Set down the part of the excerpt on Catherine Bodmer's Bounce below, starting with "(…) Catherine Bodmer’s" and going on through "of the laundromat.", word for word.
START Passage to read
Catherine Bodmer

AIRCHITECTURE: GUARDED BREATHS AND THE [COUGH] ART OF VENTILATION

Excerpts from text published in the anthology Art, History and the Senses, by Patrizia di Bello and Gabriel Koureas, Ashgate Press, London, UK, 2010

(…) Catherine Bodmer’s installation, Bounce (2002-04), confronts visitors with the scent of the commercial fabric freshener vaporized through gallery vents. The smell of a person’s clothing is a primary contributor to a room’s microclimate, and the diffusing of Bounce’s dryer fragrance into the air rather than just onto one’s garments extends to the entire gallery the simulated freshness of the laundromat.

(…) At first, the addition of Bounce seems to be a fitting match to the white cube – the space looks clean, so why shouldn’t it smell clean as well? And since Bounce is the paradigm of freshness, the invigorating scent would complement the exhibition of new, cutting-edge, freshly-installed art. (…) For the artist, who originally hails from Switzerland, the scent of Bounce is noticeably North American. It is a cultural artifact, as much as any other manufactured product, but one that has enabled a corporate training of the senses and fostered of a cult of consumers addicted to the scent (that is, if the testimonies posted on the Procter & Gamble website are to be believed). The hint of ozone – the chemical responsible for smelling “fresh” – that is detectable in Bounce alludes to a contradiction within the quest for freshness. There is the reference to the industrial use of ozone as a disinfectant and deodorizer. At high concentrations, though, its toxicity is notorious, and can cause respiratory problems and death. While the scent of Bounce is generally regarded as harmless, its position as the epitome of freshness harbors a dark secret about the ideology of purity. Conditions of purity – whether regarding laundry, gallery space, or a building’s air conditioning apparatus – rely upon acts of exclusion, acts that easily drift towards intolerance if not also extermination, when physical or medical ideas of purification become the model for cleansing operations on moral or ethnic levels.
END Passage to read
START Dataset extract
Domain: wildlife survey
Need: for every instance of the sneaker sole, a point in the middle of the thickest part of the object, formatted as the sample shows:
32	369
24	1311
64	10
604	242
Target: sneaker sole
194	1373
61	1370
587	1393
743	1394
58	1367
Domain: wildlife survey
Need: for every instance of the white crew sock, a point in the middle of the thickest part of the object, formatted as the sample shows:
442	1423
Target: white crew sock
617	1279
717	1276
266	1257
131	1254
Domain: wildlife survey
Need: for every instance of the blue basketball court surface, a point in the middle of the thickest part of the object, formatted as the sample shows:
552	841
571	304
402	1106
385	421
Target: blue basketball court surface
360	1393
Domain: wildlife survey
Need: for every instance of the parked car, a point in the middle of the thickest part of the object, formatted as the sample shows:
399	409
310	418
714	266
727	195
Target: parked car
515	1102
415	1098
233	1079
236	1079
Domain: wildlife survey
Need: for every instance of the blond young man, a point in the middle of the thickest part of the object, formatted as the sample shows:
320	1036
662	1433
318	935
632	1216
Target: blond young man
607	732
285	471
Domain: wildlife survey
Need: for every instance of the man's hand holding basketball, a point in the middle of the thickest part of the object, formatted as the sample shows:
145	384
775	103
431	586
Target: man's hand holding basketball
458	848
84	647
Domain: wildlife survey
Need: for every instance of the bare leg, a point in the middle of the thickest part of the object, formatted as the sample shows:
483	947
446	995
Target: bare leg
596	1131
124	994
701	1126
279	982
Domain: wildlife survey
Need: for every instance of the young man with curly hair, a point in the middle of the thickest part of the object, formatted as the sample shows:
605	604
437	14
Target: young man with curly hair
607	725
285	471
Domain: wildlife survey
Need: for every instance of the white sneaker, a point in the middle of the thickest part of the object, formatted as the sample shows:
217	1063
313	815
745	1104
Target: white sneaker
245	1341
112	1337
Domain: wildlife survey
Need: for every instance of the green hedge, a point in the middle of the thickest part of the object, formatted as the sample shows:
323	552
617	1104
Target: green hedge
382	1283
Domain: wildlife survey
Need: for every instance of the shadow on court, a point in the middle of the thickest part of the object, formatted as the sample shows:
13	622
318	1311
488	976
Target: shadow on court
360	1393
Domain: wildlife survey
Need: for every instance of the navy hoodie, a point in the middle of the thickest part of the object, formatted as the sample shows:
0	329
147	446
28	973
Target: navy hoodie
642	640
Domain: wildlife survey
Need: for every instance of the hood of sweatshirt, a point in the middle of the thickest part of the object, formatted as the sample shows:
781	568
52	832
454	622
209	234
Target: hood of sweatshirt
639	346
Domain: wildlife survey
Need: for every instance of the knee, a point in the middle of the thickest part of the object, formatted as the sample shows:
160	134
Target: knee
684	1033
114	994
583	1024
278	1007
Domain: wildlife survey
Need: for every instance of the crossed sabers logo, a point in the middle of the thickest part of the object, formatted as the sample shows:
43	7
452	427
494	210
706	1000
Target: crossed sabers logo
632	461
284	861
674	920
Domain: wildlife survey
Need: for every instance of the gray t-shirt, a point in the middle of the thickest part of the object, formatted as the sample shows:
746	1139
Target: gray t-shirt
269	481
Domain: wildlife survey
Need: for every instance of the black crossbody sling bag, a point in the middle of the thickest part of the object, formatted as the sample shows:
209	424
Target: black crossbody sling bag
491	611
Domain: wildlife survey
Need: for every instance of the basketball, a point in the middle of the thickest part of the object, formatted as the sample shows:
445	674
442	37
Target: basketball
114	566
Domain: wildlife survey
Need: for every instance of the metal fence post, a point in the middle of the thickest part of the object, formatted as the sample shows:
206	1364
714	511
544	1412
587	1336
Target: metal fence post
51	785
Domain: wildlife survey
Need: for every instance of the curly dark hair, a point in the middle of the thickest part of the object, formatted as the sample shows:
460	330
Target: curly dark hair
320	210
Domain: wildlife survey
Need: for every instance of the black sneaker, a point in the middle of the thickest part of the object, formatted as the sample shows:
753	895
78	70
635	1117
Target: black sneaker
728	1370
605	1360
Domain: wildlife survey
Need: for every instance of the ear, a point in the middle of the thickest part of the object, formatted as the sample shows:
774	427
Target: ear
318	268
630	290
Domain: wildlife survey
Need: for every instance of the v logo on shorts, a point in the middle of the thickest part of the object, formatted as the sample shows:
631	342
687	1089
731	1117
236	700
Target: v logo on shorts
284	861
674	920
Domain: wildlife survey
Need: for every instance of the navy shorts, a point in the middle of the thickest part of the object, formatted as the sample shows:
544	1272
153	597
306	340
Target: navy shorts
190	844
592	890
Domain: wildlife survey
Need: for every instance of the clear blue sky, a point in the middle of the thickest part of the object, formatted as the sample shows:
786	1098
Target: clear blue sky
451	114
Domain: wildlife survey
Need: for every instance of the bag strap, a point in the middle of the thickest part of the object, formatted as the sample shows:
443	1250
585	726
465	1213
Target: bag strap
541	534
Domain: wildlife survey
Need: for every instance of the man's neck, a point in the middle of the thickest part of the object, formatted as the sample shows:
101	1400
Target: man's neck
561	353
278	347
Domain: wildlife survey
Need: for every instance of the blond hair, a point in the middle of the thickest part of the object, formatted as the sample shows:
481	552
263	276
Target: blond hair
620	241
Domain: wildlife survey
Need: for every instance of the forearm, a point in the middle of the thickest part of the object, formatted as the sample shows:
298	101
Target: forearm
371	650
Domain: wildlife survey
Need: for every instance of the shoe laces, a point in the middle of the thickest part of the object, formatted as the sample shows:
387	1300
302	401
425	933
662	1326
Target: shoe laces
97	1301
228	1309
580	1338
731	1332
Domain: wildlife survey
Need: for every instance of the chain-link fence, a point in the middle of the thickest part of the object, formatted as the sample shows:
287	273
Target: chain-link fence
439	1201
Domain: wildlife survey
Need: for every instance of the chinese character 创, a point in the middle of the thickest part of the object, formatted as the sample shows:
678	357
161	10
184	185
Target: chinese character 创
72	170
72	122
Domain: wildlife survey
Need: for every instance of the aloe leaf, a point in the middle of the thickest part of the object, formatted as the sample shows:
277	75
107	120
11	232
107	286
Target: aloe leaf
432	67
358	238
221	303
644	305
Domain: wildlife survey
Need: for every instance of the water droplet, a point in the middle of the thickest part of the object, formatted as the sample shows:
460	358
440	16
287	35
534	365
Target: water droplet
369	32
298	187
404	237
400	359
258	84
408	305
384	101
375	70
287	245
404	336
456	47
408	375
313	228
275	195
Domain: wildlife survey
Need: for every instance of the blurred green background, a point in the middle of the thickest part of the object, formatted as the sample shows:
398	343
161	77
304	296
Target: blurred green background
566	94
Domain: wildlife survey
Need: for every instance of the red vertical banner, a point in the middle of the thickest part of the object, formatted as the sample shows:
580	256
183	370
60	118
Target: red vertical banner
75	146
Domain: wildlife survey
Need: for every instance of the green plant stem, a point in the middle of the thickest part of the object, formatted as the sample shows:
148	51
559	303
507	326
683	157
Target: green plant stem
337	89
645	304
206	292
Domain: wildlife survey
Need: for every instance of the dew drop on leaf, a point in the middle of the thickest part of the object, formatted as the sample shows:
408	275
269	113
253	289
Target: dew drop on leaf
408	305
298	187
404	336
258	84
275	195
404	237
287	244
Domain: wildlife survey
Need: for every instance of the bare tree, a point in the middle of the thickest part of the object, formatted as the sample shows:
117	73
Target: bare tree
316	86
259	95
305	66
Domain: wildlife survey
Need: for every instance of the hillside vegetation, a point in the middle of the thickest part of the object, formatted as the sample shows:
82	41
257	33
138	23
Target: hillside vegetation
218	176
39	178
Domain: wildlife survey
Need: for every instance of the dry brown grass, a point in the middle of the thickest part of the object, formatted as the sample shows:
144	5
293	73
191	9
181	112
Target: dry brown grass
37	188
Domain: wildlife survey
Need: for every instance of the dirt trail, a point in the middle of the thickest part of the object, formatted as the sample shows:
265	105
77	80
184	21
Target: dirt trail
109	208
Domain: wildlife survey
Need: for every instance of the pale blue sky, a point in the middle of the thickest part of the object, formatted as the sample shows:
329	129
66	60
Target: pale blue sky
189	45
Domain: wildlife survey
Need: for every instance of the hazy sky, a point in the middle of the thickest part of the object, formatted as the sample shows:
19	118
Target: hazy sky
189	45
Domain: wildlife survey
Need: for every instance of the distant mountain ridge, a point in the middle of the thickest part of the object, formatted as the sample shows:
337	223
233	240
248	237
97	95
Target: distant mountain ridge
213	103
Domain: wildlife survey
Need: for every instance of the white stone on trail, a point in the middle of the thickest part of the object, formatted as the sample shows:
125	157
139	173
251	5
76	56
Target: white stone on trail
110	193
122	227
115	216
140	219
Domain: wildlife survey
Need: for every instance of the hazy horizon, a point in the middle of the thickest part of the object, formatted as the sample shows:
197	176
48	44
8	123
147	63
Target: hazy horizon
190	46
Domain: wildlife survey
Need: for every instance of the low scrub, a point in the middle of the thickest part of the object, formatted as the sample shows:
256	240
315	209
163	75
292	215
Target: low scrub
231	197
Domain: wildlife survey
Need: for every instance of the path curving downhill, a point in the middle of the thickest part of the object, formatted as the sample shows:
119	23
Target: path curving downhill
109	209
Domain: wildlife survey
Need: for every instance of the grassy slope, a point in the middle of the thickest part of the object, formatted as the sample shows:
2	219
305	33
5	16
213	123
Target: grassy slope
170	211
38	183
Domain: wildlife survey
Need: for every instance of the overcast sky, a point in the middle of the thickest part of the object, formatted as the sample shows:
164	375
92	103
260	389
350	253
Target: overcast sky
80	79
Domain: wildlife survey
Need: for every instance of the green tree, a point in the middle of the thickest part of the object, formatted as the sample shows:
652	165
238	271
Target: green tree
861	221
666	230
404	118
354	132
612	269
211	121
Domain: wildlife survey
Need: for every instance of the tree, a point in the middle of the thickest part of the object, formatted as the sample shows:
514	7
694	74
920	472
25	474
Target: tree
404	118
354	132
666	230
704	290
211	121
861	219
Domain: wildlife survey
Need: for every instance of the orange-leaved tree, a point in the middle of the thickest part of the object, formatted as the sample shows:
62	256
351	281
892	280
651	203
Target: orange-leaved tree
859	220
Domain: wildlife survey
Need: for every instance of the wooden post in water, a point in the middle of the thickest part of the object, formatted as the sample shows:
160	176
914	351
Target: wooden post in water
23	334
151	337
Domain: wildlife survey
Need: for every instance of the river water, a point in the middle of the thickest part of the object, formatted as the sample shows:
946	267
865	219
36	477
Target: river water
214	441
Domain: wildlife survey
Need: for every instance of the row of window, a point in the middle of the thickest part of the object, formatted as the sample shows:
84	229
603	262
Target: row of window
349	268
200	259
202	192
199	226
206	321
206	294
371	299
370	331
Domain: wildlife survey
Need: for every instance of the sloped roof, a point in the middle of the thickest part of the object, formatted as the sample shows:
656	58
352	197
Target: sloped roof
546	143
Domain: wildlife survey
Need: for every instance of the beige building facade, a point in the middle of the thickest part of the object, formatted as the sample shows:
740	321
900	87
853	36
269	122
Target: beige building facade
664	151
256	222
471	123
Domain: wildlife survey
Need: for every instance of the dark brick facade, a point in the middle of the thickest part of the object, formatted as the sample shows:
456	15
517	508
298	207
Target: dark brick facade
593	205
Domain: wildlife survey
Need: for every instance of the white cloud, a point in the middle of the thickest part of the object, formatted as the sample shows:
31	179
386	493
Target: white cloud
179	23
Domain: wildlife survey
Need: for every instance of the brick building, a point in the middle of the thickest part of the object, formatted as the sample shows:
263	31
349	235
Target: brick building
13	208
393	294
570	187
END Dataset extract
▸ Answer to the problem
(…) Catherine Bodmer’s installation, Bounce (2002-04), confronts visitors with the scent of the commercial fabric freshener vaporized through gallery vents. The smell of a person’s clothing is a primary contributor to a room’s microclimate, and the diffusing of Bounce’s dryer fragrance into the air rather than just onto one’s garments extends to the entire gallery the simulated freshness of the laundromat.